> Exercise aim
Lines from the one containing "point: rock face" through the end of the data are to be returned exactly, and no others.

> Record set
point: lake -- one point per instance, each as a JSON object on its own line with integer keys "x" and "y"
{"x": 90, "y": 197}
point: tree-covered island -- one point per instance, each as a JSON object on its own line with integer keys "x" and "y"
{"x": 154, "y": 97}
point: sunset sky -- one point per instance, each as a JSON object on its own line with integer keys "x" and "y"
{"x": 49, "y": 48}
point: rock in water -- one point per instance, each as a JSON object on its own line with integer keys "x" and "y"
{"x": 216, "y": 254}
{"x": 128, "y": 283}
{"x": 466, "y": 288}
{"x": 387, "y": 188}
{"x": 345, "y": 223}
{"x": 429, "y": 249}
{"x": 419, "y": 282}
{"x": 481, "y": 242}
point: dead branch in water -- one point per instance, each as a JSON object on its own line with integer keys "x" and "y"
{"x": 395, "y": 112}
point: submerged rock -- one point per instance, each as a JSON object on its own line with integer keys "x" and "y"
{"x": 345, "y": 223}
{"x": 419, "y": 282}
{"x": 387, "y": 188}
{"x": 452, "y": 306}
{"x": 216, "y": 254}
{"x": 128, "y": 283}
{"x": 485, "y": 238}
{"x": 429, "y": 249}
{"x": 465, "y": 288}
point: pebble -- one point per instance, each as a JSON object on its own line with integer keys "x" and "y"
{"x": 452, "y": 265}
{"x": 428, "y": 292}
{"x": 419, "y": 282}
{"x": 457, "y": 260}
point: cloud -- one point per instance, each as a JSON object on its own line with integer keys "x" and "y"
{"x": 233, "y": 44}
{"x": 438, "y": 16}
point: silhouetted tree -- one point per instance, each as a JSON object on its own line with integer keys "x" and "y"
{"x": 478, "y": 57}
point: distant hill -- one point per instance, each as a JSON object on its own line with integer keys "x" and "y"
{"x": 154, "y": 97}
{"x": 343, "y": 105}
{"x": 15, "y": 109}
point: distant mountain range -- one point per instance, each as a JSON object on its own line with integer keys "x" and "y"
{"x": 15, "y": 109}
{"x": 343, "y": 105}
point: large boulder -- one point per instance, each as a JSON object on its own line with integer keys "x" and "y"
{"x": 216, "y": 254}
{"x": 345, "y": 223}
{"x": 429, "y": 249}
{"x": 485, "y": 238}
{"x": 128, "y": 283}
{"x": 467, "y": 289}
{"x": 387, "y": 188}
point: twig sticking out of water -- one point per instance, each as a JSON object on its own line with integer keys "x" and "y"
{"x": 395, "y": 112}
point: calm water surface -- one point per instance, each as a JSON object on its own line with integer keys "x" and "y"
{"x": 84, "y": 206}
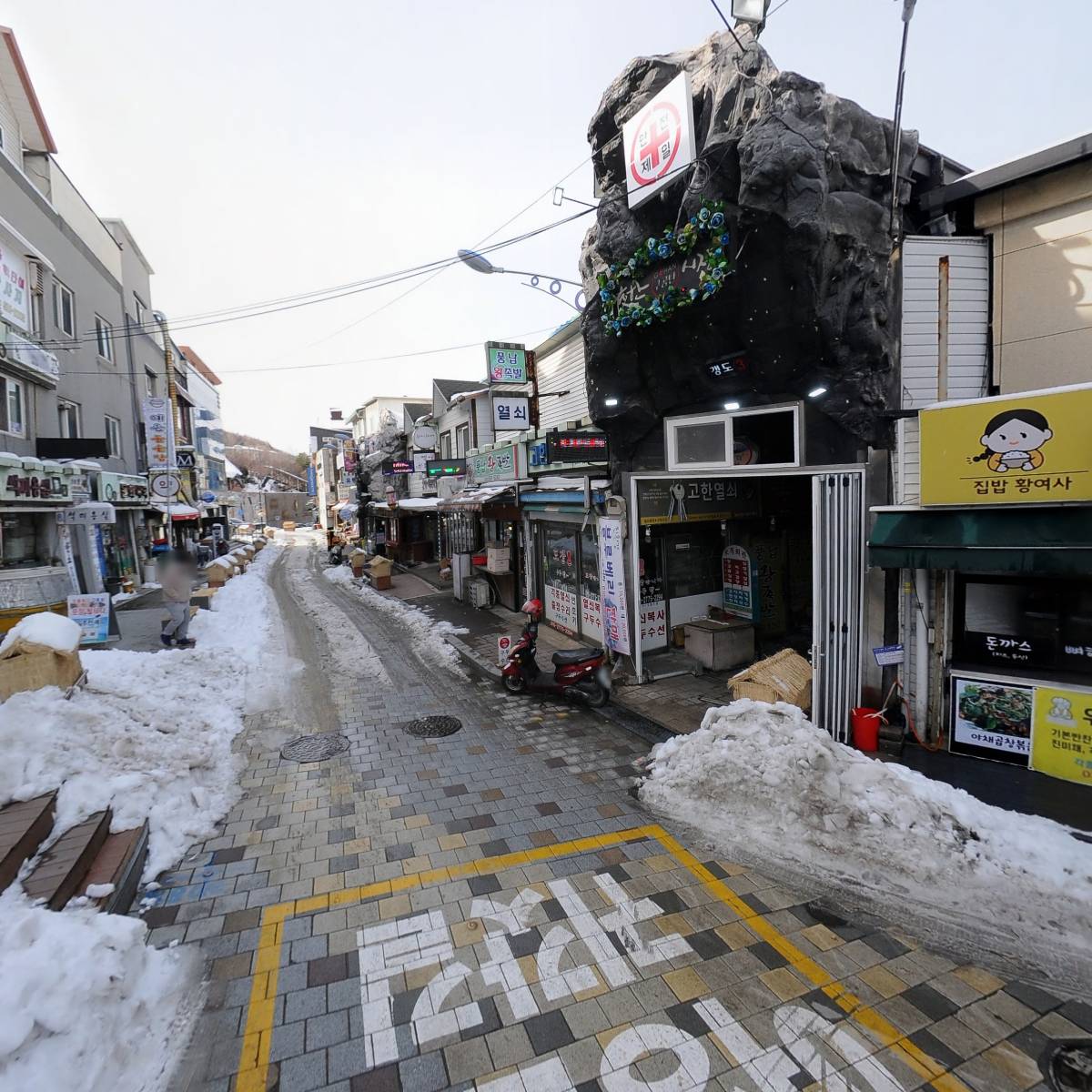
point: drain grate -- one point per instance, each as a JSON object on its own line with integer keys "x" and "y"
{"x": 1071, "y": 1066}
{"x": 434, "y": 727}
{"x": 314, "y": 748}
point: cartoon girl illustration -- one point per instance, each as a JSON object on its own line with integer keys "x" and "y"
{"x": 1013, "y": 440}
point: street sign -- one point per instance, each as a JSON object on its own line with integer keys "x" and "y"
{"x": 511, "y": 412}
{"x": 508, "y": 361}
{"x": 659, "y": 141}
{"x": 446, "y": 468}
{"x": 165, "y": 485}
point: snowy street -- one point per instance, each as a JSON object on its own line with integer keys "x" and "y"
{"x": 492, "y": 909}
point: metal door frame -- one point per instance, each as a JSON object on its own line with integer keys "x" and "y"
{"x": 847, "y": 551}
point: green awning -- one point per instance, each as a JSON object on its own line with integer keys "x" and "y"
{"x": 1046, "y": 541}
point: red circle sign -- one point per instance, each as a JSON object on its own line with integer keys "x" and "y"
{"x": 655, "y": 142}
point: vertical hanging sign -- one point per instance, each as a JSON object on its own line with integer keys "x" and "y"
{"x": 159, "y": 434}
{"x": 612, "y": 588}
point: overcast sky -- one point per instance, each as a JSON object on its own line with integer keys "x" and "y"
{"x": 259, "y": 148}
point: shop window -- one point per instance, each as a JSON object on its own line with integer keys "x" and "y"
{"x": 19, "y": 540}
{"x": 12, "y": 407}
{"x": 769, "y": 436}
{"x": 68, "y": 420}
{"x": 64, "y": 308}
{"x": 1024, "y": 623}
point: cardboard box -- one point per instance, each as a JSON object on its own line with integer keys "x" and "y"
{"x": 785, "y": 676}
{"x": 28, "y": 666}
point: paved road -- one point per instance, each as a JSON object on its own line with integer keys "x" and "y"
{"x": 492, "y": 910}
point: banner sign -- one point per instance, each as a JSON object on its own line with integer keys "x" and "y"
{"x": 991, "y": 719}
{"x": 1062, "y": 737}
{"x": 693, "y": 500}
{"x": 614, "y": 607}
{"x": 508, "y": 363}
{"x": 159, "y": 434}
{"x": 446, "y": 468}
{"x": 577, "y": 448}
{"x": 86, "y": 514}
{"x": 92, "y": 612}
{"x": 659, "y": 142}
{"x": 15, "y": 298}
{"x": 1015, "y": 450}
{"x": 511, "y": 412}
{"x": 501, "y": 464}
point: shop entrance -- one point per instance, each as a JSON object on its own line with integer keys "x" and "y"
{"x": 780, "y": 551}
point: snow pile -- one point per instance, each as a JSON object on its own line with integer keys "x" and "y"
{"x": 54, "y": 632}
{"x": 763, "y": 781}
{"x": 427, "y": 633}
{"x": 86, "y": 1004}
{"x": 151, "y": 734}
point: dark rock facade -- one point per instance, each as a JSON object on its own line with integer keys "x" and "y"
{"x": 804, "y": 177}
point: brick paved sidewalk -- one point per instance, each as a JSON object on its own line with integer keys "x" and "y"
{"x": 492, "y": 910}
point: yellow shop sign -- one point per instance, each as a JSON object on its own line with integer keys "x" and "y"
{"x": 1062, "y": 733}
{"x": 1033, "y": 448}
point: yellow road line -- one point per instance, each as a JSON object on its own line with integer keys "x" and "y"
{"x": 254, "y": 1057}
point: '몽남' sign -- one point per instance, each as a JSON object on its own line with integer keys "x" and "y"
{"x": 1035, "y": 448}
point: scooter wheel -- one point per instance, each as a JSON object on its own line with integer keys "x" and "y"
{"x": 595, "y": 694}
{"x": 514, "y": 683}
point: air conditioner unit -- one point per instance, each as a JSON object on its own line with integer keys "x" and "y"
{"x": 615, "y": 507}
{"x": 480, "y": 593}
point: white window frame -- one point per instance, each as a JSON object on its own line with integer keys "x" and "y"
{"x": 672, "y": 425}
{"x": 114, "y": 437}
{"x": 65, "y": 404}
{"x": 104, "y": 339}
{"x": 6, "y": 386}
{"x": 59, "y": 289}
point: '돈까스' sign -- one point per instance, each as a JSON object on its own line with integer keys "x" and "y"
{"x": 1032, "y": 448}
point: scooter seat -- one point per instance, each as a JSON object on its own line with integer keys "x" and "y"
{"x": 574, "y": 656}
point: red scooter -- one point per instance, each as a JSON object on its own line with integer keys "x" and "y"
{"x": 579, "y": 674}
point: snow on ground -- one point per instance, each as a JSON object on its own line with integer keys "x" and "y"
{"x": 151, "y": 734}
{"x": 350, "y": 651}
{"x": 763, "y": 784}
{"x": 86, "y": 1004}
{"x": 427, "y": 633}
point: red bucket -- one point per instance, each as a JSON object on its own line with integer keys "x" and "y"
{"x": 866, "y": 727}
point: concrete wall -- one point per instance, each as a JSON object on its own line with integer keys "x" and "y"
{"x": 1042, "y": 299}
{"x": 93, "y": 273}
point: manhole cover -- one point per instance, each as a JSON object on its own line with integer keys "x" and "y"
{"x": 432, "y": 727}
{"x": 1071, "y": 1066}
{"x": 314, "y": 748}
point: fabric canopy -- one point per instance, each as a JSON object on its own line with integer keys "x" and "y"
{"x": 1046, "y": 541}
{"x": 178, "y": 511}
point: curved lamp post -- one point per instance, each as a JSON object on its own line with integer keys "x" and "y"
{"x": 481, "y": 265}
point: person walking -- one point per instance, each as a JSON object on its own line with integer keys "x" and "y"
{"x": 177, "y": 583}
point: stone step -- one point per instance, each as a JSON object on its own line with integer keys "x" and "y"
{"x": 120, "y": 863}
{"x": 65, "y": 865}
{"x": 23, "y": 827}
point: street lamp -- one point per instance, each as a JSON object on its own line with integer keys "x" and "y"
{"x": 481, "y": 265}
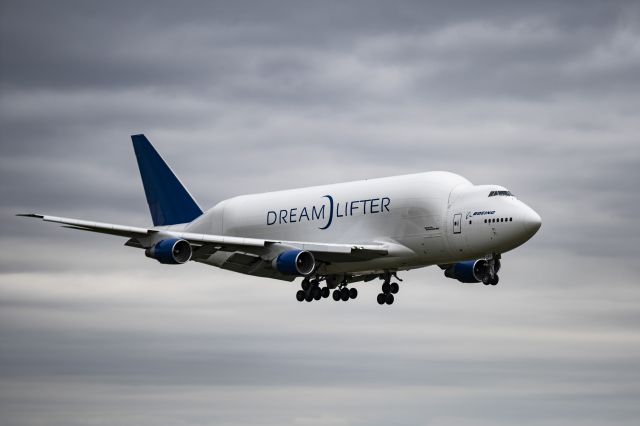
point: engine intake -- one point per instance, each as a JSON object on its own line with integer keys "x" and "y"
{"x": 173, "y": 251}
{"x": 294, "y": 262}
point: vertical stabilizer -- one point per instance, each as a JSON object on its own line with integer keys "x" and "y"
{"x": 169, "y": 201}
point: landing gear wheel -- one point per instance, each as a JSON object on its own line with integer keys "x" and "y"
{"x": 344, "y": 294}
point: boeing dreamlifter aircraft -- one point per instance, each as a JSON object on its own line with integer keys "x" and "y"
{"x": 333, "y": 234}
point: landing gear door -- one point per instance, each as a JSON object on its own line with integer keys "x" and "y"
{"x": 457, "y": 223}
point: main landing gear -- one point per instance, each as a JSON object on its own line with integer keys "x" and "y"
{"x": 311, "y": 289}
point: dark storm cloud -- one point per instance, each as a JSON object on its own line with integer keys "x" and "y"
{"x": 244, "y": 97}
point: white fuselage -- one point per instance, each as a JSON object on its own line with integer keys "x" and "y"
{"x": 434, "y": 217}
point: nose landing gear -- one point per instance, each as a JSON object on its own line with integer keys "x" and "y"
{"x": 388, "y": 289}
{"x": 493, "y": 266}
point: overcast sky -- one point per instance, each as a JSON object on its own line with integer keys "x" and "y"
{"x": 240, "y": 97}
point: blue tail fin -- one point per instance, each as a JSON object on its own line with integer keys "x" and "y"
{"x": 169, "y": 201}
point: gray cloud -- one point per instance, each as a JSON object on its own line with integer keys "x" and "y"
{"x": 244, "y": 97}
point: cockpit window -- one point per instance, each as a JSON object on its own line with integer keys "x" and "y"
{"x": 500, "y": 194}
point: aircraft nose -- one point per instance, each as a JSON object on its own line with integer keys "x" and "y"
{"x": 530, "y": 221}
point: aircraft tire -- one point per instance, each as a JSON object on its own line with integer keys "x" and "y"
{"x": 325, "y": 292}
{"x": 344, "y": 294}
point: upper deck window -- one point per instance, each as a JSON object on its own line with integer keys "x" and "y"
{"x": 500, "y": 193}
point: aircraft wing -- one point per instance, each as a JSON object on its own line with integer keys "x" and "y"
{"x": 206, "y": 244}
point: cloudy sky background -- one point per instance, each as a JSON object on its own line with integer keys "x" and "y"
{"x": 239, "y": 97}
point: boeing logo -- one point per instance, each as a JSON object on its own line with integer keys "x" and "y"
{"x": 469, "y": 214}
{"x": 328, "y": 210}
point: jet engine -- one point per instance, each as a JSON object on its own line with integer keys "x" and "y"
{"x": 470, "y": 271}
{"x": 294, "y": 262}
{"x": 173, "y": 251}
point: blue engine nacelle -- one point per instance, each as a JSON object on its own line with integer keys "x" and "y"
{"x": 171, "y": 252}
{"x": 294, "y": 262}
{"x": 470, "y": 271}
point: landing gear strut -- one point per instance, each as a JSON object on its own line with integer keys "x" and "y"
{"x": 388, "y": 289}
{"x": 343, "y": 293}
{"x": 493, "y": 266}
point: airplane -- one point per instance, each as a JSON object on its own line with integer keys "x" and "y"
{"x": 331, "y": 236}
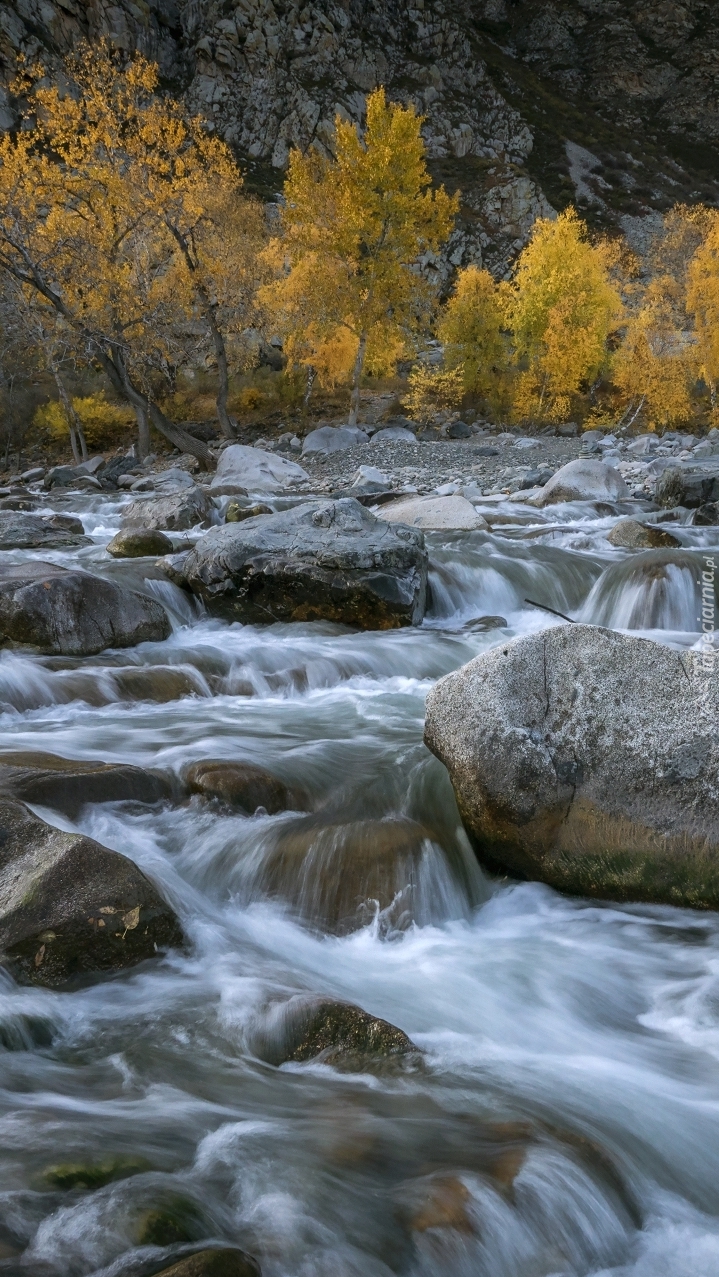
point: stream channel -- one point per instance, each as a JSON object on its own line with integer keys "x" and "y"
{"x": 566, "y": 1116}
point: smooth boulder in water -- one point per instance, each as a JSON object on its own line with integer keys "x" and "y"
{"x": 65, "y": 612}
{"x": 68, "y": 784}
{"x": 582, "y": 480}
{"x": 72, "y": 908}
{"x": 322, "y": 561}
{"x": 588, "y": 760}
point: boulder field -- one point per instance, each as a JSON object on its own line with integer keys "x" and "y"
{"x": 588, "y": 760}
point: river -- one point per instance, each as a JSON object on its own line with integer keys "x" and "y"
{"x": 580, "y": 1037}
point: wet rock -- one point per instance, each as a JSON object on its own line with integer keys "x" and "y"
{"x": 174, "y": 512}
{"x": 433, "y": 513}
{"x": 65, "y": 612}
{"x": 22, "y": 531}
{"x": 67, "y": 784}
{"x": 330, "y": 438}
{"x": 217, "y": 1262}
{"x": 129, "y": 544}
{"x": 588, "y": 760}
{"x": 632, "y": 535}
{"x": 70, "y": 908}
{"x": 340, "y": 1035}
{"x": 582, "y": 480}
{"x": 243, "y": 469}
{"x": 242, "y": 784}
{"x": 322, "y": 561}
{"x": 688, "y": 485}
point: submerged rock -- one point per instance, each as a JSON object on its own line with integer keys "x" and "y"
{"x": 72, "y": 908}
{"x": 634, "y": 535}
{"x": 67, "y": 784}
{"x": 21, "y": 531}
{"x": 322, "y": 561}
{"x": 242, "y": 784}
{"x": 582, "y": 480}
{"x": 588, "y": 760}
{"x": 137, "y": 544}
{"x": 65, "y": 612}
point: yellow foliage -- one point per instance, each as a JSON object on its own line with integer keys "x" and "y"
{"x": 433, "y": 390}
{"x": 104, "y": 424}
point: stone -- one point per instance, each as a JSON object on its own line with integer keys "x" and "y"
{"x": 634, "y": 535}
{"x": 588, "y": 760}
{"x": 65, "y": 612}
{"x": 21, "y": 531}
{"x": 68, "y": 784}
{"x": 340, "y": 1035}
{"x": 175, "y": 512}
{"x": 70, "y": 908}
{"x": 138, "y": 544}
{"x": 582, "y": 480}
{"x": 321, "y": 561}
{"x": 216, "y": 1262}
{"x": 433, "y": 513}
{"x": 242, "y": 784}
{"x": 690, "y": 485}
{"x": 243, "y": 469}
{"x": 393, "y": 434}
{"x": 331, "y": 438}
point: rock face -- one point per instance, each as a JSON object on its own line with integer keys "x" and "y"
{"x": 70, "y": 908}
{"x": 582, "y": 480}
{"x": 64, "y": 612}
{"x": 322, "y": 561}
{"x": 243, "y": 469}
{"x": 21, "y": 531}
{"x": 174, "y": 512}
{"x": 588, "y": 760}
{"x": 67, "y": 784}
{"x": 433, "y": 512}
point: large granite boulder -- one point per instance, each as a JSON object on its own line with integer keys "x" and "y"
{"x": 69, "y": 907}
{"x": 65, "y": 612}
{"x": 322, "y": 561}
{"x": 243, "y": 469}
{"x": 588, "y": 760}
{"x": 19, "y": 531}
{"x": 582, "y": 480}
{"x": 67, "y": 784}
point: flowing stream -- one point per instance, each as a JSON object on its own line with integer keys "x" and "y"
{"x": 566, "y": 1119}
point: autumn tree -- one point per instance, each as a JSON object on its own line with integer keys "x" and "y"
{"x": 562, "y": 307}
{"x": 354, "y": 227}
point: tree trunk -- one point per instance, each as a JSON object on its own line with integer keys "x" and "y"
{"x": 356, "y": 378}
{"x": 77, "y": 433}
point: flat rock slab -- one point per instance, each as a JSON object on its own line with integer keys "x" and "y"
{"x": 433, "y": 513}
{"x": 588, "y": 760}
{"x": 243, "y": 469}
{"x": 69, "y": 907}
{"x": 322, "y": 561}
{"x": 19, "y": 531}
{"x": 64, "y": 612}
{"x": 67, "y": 784}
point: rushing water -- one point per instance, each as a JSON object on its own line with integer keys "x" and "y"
{"x": 566, "y": 1120}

> Output
point: rock face -- one point per instance, each as a JSON object on its own line with integer keys "x" and "y"
{"x": 70, "y": 908}
{"x": 582, "y": 480}
{"x": 64, "y": 612}
{"x": 322, "y": 561}
{"x": 243, "y": 469}
{"x": 21, "y": 531}
{"x": 174, "y": 512}
{"x": 588, "y": 760}
{"x": 67, "y": 784}
{"x": 433, "y": 512}
point: large granite boulder -- one point per instance, each as a JSON object on its own line with integer keys "x" and "y"
{"x": 69, "y": 907}
{"x": 65, "y": 612}
{"x": 322, "y": 561}
{"x": 243, "y": 469}
{"x": 588, "y": 760}
{"x": 19, "y": 531}
{"x": 582, "y": 480}
{"x": 67, "y": 784}
point: flowing stream -- one point per instance, each as a JSON object on its own line with integer keys "x" and "y"
{"x": 566, "y": 1119}
point: autumn tree -- one point per instance, each as a JSON object on its own line with integer keys "x" and "y"
{"x": 562, "y": 307}
{"x": 354, "y": 227}
point: tree trunk -- one point per instance, each as a JSON object on its own line with integer keys "x" and "y"
{"x": 356, "y": 378}
{"x": 77, "y": 433}
point: flat rock slab -- one point per instance, each as a JSON object on its own line with integer keys "x" and "y"
{"x": 433, "y": 513}
{"x": 588, "y": 760}
{"x": 243, "y": 469}
{"x": 69, "y": 907}
{"x": 322, "y": 561}
{"x": 19, "y": 531}
{"x": 64, "y": 612}
{"x": 67, "y": 784}
point: rushing water -- one point per instance, each as a JSON object on its own line with integer keys "x" and "y"
{"x": 566, "y": 1120}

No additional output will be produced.